What you need to do
Output the records from the line containing "Category: white window" through the end of the records, inclusive, as a two-column CSV with the headers text and answer, one row per record. Put each record's text and its answer in their own quoted fields, with line breaks replaced by spaces.
_ _ _ _ _ _ _
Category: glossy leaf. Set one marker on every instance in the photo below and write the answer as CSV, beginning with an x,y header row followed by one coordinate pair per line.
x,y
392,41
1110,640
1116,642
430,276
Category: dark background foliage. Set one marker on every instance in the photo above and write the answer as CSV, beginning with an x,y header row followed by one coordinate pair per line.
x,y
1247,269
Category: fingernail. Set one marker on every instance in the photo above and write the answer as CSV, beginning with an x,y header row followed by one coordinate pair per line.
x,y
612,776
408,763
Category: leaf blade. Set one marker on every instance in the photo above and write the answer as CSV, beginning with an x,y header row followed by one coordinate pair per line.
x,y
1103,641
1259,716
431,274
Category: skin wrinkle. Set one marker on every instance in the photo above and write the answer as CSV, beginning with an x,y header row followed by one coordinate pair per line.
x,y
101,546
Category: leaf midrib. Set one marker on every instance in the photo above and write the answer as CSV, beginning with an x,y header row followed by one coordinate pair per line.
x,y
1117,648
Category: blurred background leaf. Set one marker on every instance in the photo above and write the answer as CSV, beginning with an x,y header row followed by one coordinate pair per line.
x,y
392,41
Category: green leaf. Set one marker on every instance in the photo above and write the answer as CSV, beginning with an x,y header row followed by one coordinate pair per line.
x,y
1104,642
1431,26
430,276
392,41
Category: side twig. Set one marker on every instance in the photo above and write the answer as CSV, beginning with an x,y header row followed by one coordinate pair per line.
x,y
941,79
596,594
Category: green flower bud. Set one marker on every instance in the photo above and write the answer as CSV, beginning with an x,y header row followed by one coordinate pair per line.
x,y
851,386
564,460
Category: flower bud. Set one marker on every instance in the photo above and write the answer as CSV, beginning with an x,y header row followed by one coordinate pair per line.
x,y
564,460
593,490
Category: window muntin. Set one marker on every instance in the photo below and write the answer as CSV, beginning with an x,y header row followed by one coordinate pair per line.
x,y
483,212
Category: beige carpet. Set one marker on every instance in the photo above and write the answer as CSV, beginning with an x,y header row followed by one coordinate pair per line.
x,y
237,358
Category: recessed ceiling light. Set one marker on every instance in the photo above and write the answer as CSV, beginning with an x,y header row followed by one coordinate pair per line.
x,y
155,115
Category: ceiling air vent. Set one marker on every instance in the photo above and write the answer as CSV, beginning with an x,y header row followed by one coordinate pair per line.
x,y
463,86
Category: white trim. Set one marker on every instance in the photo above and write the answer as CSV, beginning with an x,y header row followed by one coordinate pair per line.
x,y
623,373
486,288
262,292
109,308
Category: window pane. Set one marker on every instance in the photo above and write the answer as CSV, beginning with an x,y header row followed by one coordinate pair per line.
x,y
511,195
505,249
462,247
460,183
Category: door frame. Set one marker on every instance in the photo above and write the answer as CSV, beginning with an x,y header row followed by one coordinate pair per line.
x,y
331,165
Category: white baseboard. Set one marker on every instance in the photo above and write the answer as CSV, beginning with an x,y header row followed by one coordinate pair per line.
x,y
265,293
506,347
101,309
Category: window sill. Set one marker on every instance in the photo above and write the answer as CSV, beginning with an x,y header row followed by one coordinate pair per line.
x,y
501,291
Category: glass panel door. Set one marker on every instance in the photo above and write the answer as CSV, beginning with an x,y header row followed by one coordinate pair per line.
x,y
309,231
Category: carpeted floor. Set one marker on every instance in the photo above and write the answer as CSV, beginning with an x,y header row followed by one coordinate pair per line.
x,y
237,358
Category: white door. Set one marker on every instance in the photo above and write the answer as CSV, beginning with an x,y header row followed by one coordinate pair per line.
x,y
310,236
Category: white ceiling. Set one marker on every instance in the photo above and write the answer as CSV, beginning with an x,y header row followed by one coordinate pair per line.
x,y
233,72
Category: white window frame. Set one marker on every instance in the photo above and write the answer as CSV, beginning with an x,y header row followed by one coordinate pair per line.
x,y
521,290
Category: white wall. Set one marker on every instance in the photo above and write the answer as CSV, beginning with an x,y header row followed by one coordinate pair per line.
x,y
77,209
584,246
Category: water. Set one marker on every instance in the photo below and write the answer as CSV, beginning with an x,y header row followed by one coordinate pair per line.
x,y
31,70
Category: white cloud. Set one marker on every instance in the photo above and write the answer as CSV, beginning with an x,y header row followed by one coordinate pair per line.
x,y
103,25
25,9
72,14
_ _ _ _ _ _ _
Solution to this exercise
text,answer
"Category: white window frame. Set one marker on every instance in the photo above and write the answer as CSV, beginning with an x,y header row followed by one coordinate pair per line.","x,y 521,290"
"Category: white wall. Set one marker on every instance in the photo above and write the answer as CSV, beginning with an x,y header row followed by one coordinate pair per line.","x,y 77,209 584,246"
"Category: water. Set one marker on every instance in the photo below and write the answer as CSV, beginning with an x,y header row followed by one coordinate pair per line.","x,y 31,70"
"Category: white cloud. Set one marker on every instance in the photo above and write the answer as CSV, beginning with an x,y header row followed by one coordinate pair per line.","x,y 103,25 25,9 72,14"